==== MATERIAL SHOWN ====

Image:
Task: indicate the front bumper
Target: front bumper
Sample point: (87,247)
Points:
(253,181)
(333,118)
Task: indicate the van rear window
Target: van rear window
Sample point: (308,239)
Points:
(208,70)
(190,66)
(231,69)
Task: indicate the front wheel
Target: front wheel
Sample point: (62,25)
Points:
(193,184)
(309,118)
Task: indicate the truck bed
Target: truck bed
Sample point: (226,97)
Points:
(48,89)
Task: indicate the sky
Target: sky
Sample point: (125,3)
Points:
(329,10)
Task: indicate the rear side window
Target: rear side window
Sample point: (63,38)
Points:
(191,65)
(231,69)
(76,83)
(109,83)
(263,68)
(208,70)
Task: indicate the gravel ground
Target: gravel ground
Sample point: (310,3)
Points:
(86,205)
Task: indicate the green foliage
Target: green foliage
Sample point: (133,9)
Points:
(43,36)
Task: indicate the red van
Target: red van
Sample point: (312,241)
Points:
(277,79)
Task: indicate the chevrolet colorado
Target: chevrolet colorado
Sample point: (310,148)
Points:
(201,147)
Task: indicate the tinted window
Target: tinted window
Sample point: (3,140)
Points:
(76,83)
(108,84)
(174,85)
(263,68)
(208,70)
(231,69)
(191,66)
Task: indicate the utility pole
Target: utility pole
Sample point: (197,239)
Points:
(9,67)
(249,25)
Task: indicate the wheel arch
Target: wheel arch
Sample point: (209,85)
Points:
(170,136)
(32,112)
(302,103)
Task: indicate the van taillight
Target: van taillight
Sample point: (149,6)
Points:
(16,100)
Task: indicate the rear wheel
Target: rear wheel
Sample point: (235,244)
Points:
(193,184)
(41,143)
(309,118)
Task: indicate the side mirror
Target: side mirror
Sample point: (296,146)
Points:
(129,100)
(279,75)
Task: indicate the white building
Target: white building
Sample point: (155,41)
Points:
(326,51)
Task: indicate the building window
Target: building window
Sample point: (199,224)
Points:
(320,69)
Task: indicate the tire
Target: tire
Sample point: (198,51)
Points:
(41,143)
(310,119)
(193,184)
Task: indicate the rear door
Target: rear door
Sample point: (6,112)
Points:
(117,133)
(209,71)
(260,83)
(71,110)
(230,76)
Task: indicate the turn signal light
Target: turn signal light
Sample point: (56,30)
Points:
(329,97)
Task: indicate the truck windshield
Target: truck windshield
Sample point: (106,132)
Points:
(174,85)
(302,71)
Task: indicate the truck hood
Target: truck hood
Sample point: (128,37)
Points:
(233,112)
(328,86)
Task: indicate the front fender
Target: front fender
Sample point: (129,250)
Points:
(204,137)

====

*EXERCISE GOAL*: Output every record above exactly as it appears.

*RESPONSE BELOW*:
Image:
Task: indicate the front bumper
Target: front bumper
Sample point: (87,247)
Points:
(253,181)
(333,118)
Task: indicate the van rear window
Target: van rear window
Sample point: (308,239)
Points:
(208,70)
(190,66)
(231,69)
Task: indicate the front wheel
Target: front wheel
Sample point: (62,25)
Points:
(193,184)
(309,118)
Task: indicate the truck bed
Target: truck bed
Sample point: (226,97)
Points:
(48,89)
Task: indicate the sky
Target: sky
Sample point: (125,3)
Points:
(329,10)
Task: indicate the rear side window
Target: rear side window
Sample point: (63,38)
Points:
(191,65)
(231,69)
(76,83)
(109,83)
(263,68)
(208,70)
Task: indicate the gravel ground
Target: gravel ground
Sample point: (310,3)
Points:
(86,205)
Task: indicate the green foliage
Target: green foliage
Sample point: (133,9)
Points:
(43,36)
Task: indicate the red van
Target: red van
Sample point: (312,241)
Points:
(277,79)
Task: indicate the chevrolet colorado
Target: chevrolet colorado
Sample point: (310,148)
Points:
(201,147)
Task: indicate the tinted window
Target: tinted window
Sample point: (3,140)
Points:
(76,83)
(108,84)
(174,85)
(263,68)
(208,70)
(231,69)
(191,66)
Task: indicate the utility pole
Target: utility pole
Sample point: (197,239)
Points:
(9,67)
(249,25)
Task: indicate the wheel arch
Target: wheel arch
Sample point: (209,85)
Points:
(170,136)
(32,112)
(302,103)
Task: indicate the van taillight
Target: van taillight
Sample point: (149,6)
Points:
(16,100)
Task: indicate the rear wheel
Target: rear wheel
Sample point: (235,244)
Points:
(193,184)
(41,143)
(309,118)
Task: indicate the side mirror
Target: side mirror
Sample point: (296,146)
Points:
(129,100)
(279,75)
Task: indicate the white building
Target: white building
Sample point: (155,41)
Points:
(326,51)
Task: indicate the building window
Target: building window
Sample point: (199,224)
Points:
(320,69)
Task: indicate the tire
Target: tire
Sample point: (198,51)
Points:
(41,143)
(310,119)
(193,184)
Task: indicate the rear door
Target: rear door
Sample point: (6,112)
Points:
(117,133)
(209,71)
(260,83)
(71,110)
(230,76)
Task: indicate the turn signal light
Target: turn signal light
Sample point: (56,30)
Points:
(329,97)
Task: indicate the truck windshield
Target: truck windshield
Sample point: (106,132)
Points:
(174,85)
(302,71)
Task: indicate the truck hood
Target: truck hood
Sample point: (128,37)
Points:
(233,112)
(328,86)
Task: indicate the front fender
Target: front fender
Sample point: (129,250)
Points:
(204,137)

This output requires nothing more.